_Brief_: Continue the piece on fueling and hydrating for a long climb from its last sentence.

━━━ Text segment ━━━

Morning of the Climb

  • Wake up 2 hours before the approach starts
  • Oatmeal with banana, nut butter, and honey — roughly 600 calories
  • 16oz water with electrolytes
  • Small coffee — enough for alertness, not enough for anxiety

On the Wall

  • Every 2 hours: 200-300 calorie snack (dates, nut butter packets, rice cakes)
  • Every pitch: 4-6 sips of water with electrolyte mix
  • Lunch at a good ledge: Tortilla wraps with cheese and jerky, dried fruit
  • Emergency stash: Gel packets for when energy crashes unexpectedly

Hydration Is Half the Battle

Dehydration impairs grip strength before you feel thirsty. On hot days in Yosemite, I plan for 500ml per hour minimum. That is a lot of water to carry, but the alternative — bonking on pitch 20 with 12 pitches to go — is not an option.

━━━ Dataset ━━━

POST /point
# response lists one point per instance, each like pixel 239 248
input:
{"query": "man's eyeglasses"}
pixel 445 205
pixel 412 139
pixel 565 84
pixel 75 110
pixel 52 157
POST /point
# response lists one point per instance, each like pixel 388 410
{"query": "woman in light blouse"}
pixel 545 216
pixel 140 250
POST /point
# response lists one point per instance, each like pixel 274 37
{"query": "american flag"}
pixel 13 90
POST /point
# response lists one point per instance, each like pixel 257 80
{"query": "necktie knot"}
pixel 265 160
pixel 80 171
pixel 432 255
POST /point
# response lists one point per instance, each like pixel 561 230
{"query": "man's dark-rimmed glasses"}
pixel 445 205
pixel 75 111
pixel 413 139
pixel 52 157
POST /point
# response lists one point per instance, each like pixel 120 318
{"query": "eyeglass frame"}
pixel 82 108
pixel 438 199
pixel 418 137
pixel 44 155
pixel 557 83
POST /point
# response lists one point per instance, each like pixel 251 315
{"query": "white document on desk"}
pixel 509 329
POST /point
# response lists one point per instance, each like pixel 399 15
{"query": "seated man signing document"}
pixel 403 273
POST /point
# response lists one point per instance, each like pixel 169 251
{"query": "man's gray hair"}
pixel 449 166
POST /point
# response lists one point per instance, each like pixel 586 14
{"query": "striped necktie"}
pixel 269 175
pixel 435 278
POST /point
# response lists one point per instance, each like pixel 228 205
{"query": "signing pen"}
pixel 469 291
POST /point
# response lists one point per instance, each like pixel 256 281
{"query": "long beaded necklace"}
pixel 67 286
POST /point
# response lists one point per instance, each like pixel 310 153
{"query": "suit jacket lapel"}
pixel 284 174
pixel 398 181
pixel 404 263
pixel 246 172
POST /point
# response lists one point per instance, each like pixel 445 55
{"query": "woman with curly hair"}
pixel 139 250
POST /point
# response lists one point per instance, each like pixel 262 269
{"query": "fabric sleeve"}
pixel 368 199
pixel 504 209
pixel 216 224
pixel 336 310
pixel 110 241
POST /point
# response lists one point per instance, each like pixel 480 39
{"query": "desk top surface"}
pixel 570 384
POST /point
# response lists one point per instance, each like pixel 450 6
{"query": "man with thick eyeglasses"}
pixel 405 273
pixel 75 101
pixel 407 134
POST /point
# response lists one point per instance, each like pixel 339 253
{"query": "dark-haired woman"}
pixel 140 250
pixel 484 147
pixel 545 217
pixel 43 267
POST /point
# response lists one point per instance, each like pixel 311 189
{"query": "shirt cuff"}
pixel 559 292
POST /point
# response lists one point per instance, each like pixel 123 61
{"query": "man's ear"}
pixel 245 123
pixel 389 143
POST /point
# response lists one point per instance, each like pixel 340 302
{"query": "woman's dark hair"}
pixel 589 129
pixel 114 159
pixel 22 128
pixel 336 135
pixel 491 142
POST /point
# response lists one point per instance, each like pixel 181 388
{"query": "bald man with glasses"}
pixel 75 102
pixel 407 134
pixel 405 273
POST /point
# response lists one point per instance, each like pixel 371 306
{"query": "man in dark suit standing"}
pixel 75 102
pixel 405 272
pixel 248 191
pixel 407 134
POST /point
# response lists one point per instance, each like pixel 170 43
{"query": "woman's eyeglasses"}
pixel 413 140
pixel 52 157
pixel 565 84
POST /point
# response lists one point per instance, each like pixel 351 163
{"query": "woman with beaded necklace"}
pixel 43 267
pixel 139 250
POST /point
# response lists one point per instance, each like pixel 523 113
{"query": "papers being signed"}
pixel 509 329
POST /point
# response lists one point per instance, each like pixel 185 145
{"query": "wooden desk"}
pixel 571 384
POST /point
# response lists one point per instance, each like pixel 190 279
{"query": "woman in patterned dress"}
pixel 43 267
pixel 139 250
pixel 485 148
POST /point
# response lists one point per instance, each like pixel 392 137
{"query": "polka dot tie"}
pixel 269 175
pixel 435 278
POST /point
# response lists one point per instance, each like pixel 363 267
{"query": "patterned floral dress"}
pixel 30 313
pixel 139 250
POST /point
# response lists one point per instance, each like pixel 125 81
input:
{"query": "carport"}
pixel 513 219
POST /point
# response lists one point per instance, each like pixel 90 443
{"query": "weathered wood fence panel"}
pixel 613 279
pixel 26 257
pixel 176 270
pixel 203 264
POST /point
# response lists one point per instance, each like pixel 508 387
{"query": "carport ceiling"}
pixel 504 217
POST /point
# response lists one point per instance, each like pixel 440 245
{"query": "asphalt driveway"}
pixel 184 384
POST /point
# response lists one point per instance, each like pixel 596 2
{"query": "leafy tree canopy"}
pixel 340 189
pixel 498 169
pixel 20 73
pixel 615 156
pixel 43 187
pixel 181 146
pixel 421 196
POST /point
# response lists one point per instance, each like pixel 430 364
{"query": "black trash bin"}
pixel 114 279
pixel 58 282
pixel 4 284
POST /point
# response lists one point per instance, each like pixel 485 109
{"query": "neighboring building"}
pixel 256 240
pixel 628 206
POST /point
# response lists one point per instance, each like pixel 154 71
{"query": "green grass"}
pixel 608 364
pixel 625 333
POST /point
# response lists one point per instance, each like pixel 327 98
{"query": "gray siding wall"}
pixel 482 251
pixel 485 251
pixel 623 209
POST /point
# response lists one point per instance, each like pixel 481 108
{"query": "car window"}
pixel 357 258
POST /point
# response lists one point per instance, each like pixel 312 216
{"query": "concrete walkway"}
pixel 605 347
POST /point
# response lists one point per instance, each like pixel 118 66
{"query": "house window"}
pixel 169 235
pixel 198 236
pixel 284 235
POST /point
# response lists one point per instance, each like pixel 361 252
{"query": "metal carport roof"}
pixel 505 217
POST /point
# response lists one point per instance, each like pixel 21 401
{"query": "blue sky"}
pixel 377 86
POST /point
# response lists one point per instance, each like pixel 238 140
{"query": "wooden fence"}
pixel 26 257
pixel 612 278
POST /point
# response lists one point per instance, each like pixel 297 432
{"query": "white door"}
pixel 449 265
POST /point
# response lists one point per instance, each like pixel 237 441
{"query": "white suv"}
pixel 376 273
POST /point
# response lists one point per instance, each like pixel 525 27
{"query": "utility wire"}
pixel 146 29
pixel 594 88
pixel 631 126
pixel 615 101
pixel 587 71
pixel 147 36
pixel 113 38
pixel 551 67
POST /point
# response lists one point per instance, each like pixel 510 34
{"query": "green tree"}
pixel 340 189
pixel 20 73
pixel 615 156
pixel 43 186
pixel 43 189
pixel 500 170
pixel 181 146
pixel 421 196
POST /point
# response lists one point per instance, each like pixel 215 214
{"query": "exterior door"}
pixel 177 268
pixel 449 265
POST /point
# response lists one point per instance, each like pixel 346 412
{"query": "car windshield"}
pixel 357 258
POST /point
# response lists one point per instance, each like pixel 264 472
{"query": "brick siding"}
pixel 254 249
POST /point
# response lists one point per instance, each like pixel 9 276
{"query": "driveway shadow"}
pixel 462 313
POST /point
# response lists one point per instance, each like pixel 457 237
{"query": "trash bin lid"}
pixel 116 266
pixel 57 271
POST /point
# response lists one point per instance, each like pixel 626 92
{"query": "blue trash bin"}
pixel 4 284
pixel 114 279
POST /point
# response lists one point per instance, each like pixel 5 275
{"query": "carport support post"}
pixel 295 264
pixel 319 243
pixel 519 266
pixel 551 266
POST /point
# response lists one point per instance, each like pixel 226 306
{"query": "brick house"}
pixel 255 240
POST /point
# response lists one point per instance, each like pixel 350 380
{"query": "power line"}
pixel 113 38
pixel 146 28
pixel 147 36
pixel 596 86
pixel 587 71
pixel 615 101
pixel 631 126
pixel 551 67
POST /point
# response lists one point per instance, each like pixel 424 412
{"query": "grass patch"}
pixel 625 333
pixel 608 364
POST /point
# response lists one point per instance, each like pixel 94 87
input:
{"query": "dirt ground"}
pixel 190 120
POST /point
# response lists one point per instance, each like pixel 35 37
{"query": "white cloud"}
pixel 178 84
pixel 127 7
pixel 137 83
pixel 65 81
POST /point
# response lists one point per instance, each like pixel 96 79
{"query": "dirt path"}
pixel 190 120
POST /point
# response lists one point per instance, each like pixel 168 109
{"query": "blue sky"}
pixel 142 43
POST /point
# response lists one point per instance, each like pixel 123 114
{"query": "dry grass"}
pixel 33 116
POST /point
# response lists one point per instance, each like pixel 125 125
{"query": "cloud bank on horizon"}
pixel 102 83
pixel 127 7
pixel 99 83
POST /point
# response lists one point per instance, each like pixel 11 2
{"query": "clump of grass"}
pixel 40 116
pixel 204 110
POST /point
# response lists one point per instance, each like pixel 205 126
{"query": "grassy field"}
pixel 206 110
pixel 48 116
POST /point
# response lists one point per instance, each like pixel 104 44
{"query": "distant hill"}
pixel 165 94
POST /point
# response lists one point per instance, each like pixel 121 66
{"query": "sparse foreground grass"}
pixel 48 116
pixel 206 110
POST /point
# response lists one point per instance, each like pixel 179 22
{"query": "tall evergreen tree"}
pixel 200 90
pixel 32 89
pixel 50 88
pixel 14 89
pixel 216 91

━━━

_Result_:
The wall does not care if you forgot to eat. It will collect on that debt with interest.

What I Have Learned

The biggest lesson: eat before you are hungry, drink before you are thirsty. By the time your body sends those signals on a big wall, you are already behind. Consistent small inputs beat reactive large meals every time.

And honestly, food tastes better 2,000 feet up. That is just science.